Paul Rivers replied on Sun, 2008/03/09 - 3:38am
I really, really, really hope performance is improved. I was using Netbeans 5.5 before for my personal projects. My favorite thing about it was how snappy it was. My old hard drive started failing, so I replaced it and just installed Netbeans 6.0.1 (along with the latest jdk).
I'm very dissapointed - this latest version is lethargic about everything, even opening menus.
I guess I'll have to try going back to 5.5, or using another IDE. Or maybe I should just try out the Beta...it's a major bummer though.
Geertjan Wielenga replied on Sun, 2008/03/09 - 4:37am
Paul, what you describe shouldn't be happening. Yes, you should certainly try 6.1 Beta. But if the problem persists, then there's something wrong with your set up that we need to look at. I'd be very happy to help you. Maybe you're using an old user directory, for example. I'd recommend using a completely new user directory (just copy the old one somewhere) when encountering performance problem while trying out a new version.

Extracted records:
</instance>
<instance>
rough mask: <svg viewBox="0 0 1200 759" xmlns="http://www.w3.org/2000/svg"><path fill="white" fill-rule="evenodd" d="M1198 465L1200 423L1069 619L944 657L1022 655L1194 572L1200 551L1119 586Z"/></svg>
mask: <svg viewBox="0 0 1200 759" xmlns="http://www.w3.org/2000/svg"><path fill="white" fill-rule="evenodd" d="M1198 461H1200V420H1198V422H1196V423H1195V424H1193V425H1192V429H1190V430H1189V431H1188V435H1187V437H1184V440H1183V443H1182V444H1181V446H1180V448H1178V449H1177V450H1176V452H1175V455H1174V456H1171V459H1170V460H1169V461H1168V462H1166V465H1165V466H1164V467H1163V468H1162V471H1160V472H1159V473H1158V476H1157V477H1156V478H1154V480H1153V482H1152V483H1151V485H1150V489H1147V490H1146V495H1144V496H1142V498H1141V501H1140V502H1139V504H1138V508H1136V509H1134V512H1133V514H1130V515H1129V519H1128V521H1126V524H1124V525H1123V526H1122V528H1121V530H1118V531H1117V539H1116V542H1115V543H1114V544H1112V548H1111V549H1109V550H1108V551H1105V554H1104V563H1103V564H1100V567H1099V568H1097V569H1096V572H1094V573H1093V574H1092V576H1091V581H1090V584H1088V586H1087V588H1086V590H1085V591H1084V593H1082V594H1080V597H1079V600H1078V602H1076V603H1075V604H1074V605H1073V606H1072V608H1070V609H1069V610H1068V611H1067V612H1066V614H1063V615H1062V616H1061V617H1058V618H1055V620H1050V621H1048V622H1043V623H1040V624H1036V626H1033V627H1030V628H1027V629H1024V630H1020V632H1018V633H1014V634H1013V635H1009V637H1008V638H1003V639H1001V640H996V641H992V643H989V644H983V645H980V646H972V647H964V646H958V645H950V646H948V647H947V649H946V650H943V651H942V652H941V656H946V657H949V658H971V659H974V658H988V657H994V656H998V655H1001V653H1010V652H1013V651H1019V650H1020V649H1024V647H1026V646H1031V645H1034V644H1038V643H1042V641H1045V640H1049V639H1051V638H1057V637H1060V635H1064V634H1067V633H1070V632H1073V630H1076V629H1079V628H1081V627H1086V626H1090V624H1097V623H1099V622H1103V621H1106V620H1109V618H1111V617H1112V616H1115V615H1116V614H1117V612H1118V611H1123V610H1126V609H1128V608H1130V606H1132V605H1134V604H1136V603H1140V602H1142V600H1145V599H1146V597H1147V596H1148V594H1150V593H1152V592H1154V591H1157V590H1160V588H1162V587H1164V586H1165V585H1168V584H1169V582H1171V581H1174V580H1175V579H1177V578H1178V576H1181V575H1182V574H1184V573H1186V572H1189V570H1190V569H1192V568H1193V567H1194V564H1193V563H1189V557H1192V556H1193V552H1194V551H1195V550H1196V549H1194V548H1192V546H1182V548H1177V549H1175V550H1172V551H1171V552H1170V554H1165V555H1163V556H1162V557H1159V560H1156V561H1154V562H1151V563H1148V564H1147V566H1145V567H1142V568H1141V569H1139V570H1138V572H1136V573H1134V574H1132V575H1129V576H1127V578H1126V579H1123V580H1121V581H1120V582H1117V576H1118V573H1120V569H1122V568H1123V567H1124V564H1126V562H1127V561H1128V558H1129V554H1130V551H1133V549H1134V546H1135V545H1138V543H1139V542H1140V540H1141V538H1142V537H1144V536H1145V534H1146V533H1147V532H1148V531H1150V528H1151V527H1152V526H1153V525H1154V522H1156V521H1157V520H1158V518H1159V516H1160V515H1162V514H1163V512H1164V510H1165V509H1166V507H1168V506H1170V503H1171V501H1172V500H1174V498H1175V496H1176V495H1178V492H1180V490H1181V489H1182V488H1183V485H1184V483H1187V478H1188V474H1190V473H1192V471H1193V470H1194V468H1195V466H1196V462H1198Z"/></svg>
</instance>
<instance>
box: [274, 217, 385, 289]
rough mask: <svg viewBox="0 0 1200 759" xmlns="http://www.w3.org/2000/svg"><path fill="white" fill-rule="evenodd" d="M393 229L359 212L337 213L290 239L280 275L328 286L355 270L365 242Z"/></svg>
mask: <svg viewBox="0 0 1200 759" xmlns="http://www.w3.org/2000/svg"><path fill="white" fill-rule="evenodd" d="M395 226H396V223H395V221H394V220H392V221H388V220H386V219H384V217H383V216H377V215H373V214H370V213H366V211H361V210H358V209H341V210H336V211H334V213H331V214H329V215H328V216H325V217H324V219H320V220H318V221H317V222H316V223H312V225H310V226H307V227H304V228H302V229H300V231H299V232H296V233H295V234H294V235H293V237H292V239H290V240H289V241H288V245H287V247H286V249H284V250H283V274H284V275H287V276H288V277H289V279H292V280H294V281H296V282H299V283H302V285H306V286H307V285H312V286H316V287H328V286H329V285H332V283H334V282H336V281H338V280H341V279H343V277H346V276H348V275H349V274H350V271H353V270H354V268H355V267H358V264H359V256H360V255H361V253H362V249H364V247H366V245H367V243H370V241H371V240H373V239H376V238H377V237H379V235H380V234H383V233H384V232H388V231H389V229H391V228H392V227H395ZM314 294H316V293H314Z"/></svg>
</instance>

Task description: Could you continue the forum thread about NetBeans performance from its last reply?

Output for this task:
JeffS replied on Sun, 2008/03/09 - 11:06pm
What geertjan said. The setup is probably not right.
In my experience, Netbeans starts up much, much faster (one of things very much on my wish list), and it's all around snappier.
Code completion is much improved as well.
Really, it's quite exciting to be following the progress of Netbeans these days. It became pretty good with 4.1, and as of 5.0 it keeps making ridiculous improvements. Now the 6.x series is really setting the bar. That includes Java SE, ME, Swing, GUI design, JavaFX, Web, POJOs/JPA/EJB, RoR, C++, RCP, and the list goes on.
James Selvakumar replied on Mon, 2008/03/10 - 9:49am
in response to: jas_ejb
Hi Geertjan, Yes, I tried the NetBeans 6.1 Beta and it's quite amazing. Though NetBeans 6.0 proclaimed that, it has faster code completion, I felt that it was nowhere near eclipse. But with 6.1, netbeans is inching closer. I've narrated more about my experience here.